__EXERCISE DATA__:

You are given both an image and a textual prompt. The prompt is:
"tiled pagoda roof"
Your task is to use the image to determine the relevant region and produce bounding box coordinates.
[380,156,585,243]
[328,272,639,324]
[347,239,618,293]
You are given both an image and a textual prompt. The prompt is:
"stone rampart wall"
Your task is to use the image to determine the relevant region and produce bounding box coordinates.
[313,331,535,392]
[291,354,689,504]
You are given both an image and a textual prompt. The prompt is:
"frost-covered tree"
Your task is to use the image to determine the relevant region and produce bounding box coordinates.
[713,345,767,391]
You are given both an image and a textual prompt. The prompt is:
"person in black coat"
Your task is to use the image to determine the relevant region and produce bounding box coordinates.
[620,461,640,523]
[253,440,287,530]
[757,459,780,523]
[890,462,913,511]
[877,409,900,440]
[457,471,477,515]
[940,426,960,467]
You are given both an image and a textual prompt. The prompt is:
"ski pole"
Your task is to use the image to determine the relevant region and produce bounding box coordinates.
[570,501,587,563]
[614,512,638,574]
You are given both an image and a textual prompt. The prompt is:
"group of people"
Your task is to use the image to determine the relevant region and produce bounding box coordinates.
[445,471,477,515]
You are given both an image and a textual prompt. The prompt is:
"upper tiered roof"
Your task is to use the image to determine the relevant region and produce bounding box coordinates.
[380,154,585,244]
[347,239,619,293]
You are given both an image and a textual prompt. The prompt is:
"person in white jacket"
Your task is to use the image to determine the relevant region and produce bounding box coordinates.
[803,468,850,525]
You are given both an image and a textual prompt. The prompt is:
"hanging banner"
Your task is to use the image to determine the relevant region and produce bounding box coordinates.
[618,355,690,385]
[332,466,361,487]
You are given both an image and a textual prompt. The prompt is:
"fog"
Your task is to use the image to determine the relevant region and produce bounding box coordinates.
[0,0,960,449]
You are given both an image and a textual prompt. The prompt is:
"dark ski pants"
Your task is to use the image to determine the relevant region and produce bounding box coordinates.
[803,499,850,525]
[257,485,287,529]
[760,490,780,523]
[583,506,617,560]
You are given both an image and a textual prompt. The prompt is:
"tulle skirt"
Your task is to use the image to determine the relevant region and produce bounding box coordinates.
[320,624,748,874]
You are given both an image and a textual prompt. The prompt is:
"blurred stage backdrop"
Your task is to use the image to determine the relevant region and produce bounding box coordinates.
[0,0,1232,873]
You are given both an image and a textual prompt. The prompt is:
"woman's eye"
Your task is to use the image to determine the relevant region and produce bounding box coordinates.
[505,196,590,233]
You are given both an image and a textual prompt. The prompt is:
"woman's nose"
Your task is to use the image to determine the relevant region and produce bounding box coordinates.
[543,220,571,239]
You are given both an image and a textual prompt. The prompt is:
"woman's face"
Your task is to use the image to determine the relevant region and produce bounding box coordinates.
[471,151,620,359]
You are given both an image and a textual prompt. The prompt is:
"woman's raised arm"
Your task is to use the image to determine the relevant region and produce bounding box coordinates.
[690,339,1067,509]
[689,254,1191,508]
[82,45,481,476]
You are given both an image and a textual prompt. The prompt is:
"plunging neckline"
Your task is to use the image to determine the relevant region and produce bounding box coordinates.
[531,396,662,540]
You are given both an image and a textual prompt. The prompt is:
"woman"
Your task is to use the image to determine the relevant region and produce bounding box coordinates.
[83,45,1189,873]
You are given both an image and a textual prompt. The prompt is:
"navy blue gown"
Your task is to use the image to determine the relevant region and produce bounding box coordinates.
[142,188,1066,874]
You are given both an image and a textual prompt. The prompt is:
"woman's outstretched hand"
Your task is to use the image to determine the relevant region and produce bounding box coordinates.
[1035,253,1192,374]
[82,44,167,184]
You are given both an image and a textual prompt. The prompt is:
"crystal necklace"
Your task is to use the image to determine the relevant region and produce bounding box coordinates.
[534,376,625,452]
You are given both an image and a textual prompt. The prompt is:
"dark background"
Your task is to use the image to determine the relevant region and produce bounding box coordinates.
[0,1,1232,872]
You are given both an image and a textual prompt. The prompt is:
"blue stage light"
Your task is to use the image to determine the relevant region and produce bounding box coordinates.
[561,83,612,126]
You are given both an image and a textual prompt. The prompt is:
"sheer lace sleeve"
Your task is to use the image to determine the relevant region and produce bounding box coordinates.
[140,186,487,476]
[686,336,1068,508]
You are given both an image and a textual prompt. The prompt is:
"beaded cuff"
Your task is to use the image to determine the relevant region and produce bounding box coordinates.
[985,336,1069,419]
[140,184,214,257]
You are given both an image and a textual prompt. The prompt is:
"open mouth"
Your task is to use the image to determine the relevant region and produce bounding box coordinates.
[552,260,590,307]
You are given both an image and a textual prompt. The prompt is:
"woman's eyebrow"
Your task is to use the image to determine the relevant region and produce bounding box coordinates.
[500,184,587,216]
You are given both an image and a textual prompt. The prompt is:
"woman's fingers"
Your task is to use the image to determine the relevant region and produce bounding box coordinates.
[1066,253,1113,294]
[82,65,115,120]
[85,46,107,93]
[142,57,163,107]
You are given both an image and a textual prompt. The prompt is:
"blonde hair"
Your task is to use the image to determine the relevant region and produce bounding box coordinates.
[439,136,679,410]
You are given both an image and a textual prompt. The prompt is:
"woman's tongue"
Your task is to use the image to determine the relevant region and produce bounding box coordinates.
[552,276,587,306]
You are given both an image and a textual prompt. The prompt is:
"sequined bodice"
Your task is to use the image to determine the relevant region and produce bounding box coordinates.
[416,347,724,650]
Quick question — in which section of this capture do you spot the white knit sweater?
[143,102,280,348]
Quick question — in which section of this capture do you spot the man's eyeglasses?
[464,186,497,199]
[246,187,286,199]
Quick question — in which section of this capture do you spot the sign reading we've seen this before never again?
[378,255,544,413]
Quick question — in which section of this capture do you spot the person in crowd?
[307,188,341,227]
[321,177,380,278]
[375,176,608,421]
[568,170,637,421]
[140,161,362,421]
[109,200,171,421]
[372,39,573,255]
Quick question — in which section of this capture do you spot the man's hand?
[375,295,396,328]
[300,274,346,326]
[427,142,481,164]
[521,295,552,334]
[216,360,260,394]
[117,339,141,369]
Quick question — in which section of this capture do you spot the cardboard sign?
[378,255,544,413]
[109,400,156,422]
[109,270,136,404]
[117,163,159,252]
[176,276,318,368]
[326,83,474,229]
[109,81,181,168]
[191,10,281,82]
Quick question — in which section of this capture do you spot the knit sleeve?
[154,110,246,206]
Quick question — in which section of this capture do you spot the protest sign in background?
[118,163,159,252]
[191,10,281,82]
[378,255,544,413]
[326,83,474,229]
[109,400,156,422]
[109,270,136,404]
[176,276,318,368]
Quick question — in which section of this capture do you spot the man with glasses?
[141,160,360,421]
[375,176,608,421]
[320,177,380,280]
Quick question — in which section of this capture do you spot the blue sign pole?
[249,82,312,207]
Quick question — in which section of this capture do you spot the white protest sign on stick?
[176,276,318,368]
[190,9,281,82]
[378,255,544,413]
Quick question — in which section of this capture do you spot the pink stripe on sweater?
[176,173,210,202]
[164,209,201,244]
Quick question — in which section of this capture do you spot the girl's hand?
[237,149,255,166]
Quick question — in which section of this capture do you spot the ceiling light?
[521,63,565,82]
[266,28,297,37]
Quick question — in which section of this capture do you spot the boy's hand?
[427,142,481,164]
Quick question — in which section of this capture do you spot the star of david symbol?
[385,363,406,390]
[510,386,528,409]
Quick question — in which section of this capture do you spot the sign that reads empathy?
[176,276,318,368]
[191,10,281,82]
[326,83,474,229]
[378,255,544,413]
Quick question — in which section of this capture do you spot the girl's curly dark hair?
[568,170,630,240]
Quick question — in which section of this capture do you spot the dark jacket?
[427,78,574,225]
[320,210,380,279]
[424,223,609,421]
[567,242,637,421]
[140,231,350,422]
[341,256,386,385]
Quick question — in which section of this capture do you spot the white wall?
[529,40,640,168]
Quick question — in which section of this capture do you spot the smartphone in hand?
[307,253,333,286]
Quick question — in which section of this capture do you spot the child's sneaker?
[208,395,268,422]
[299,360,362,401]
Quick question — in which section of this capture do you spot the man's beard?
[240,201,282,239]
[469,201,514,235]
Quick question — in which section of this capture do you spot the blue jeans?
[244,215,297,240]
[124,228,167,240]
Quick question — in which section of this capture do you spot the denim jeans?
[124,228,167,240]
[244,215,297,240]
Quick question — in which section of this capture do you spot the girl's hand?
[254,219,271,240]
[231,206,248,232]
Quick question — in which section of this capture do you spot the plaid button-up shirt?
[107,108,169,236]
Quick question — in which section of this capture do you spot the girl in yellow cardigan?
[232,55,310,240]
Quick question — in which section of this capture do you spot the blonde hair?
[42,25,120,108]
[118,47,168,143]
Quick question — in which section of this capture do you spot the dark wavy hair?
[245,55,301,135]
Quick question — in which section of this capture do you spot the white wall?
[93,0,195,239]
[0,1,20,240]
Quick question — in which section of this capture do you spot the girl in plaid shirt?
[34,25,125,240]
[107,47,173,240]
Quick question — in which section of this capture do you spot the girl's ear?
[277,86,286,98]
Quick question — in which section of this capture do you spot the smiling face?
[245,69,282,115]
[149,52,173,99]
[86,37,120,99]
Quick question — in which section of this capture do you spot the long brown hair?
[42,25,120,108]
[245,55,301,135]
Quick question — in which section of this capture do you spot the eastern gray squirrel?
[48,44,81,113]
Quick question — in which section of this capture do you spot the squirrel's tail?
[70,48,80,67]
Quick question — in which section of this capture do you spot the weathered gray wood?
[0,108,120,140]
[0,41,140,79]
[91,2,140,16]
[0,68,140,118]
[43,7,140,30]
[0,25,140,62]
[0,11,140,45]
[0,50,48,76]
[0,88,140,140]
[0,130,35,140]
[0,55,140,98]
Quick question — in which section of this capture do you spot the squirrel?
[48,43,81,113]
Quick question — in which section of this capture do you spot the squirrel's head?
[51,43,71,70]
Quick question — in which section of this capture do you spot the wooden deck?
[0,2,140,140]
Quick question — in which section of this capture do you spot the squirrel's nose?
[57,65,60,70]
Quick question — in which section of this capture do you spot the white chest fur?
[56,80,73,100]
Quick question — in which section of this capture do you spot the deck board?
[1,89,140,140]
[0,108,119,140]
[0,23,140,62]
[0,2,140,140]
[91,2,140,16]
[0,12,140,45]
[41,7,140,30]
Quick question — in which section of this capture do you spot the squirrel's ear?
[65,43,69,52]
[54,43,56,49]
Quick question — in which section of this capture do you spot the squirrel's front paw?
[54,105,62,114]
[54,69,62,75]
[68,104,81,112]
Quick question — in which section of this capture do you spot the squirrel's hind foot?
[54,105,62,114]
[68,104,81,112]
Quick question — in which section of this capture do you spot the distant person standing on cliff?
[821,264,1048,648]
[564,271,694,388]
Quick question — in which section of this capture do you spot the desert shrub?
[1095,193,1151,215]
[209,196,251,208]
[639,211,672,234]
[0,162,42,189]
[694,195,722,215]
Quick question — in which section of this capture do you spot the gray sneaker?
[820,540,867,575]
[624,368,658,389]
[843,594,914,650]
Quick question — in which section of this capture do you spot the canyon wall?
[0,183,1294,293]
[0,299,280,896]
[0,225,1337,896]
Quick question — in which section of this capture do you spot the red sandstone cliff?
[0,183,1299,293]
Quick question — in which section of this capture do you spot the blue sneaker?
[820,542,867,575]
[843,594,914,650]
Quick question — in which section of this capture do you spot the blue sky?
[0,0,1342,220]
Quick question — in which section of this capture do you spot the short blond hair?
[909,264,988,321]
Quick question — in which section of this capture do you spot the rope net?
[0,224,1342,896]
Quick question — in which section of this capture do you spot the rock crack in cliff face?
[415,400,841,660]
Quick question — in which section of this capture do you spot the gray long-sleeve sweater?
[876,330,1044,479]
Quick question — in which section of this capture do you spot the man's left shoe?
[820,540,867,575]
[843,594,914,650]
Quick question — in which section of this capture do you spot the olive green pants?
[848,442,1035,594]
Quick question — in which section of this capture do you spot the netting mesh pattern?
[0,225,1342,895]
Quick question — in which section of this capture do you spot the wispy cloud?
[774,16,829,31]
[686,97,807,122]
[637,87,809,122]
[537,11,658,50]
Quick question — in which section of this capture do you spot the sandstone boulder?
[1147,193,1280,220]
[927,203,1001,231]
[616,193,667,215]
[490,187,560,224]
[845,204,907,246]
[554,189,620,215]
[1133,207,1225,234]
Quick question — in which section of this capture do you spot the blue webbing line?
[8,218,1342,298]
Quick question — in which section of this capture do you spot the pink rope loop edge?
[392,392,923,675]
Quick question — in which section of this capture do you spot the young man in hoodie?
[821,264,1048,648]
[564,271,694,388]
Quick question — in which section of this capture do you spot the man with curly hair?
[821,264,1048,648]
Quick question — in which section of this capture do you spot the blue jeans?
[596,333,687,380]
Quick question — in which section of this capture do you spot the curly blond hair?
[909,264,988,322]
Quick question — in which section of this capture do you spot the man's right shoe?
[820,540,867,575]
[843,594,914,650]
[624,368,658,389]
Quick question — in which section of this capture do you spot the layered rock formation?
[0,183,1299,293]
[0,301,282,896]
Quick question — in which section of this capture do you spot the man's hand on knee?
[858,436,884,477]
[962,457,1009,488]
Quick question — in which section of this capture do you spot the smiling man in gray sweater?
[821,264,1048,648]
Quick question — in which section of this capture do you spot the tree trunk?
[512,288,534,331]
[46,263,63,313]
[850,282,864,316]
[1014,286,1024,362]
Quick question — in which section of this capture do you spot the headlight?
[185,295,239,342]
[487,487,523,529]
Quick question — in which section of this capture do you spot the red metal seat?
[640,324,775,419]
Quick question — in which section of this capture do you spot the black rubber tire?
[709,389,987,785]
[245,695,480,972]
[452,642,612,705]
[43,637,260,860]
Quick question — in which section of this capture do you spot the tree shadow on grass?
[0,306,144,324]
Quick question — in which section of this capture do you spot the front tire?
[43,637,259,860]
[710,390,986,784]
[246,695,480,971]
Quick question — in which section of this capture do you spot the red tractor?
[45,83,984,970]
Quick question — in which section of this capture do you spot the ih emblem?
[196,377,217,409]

__STATED TASK__: Rewrite the records starting at the line containing "standing on cliff?" and ending at the line containing "[0,225,1342,895]", swapping "sneaker" for "running shoe" and changing nothing else. Give only those lines.

__WRITTEN ANSWER__:
Quick question — in which section of this capture do you spot the distant person standing on cliff?
[821,264,1048,648]
[564,271,694,388]
Quick question — in which section of this capture do you spot the desert shrub?
[1095,193,1151,215]
[209,196,251,208]
[639,211,672,234]
[0,162,42,189]
[694,195,722,215]
Quick question — in which section of this capture do you spot the gray running shoe?
[820,540,867,575]
[624,368,658,389]
[843,594,914,650]
Quick question — in which section of this capture do you spot the canyon wall?
[0,183,1294,293]
[0,299,280,896]
[0,225,1337,896]
Quick question — in which section of this capture do you spot the red sandstone cliff?
[0,183,1299,293]
Quick question — in which section of this capture do you spot the blue running shoe?
[820,542,867,575]
[843,594,914,650]
Quick question — in which section of this capture do you spot the blue sky?
[0,0,1342,220]
Quick question — in which section of this capture do you spot the short blond hair?
[909,264,988,321]
Quick question — in which section of this capture do you spot the rope net?
[0,224,1342,896]
Quick question — in which section of this capture do you spot the rock crack in cliff face?
[415,400,841,660]
Quick question — in which section of this capture do you spot the gray long-sleeve sweater?
[876,330,1044,479]
Quick question — in which section of this capture do you spot the man's left shoe?
[820,540,867,575]
[843,594,914,650]
Quick question — in which section of this capture do you spot the olive green pants?
[848,442,1035,594]
Quick question — in which section of this capture do you spot the netting mesh pattern?
[0,225,1342,895]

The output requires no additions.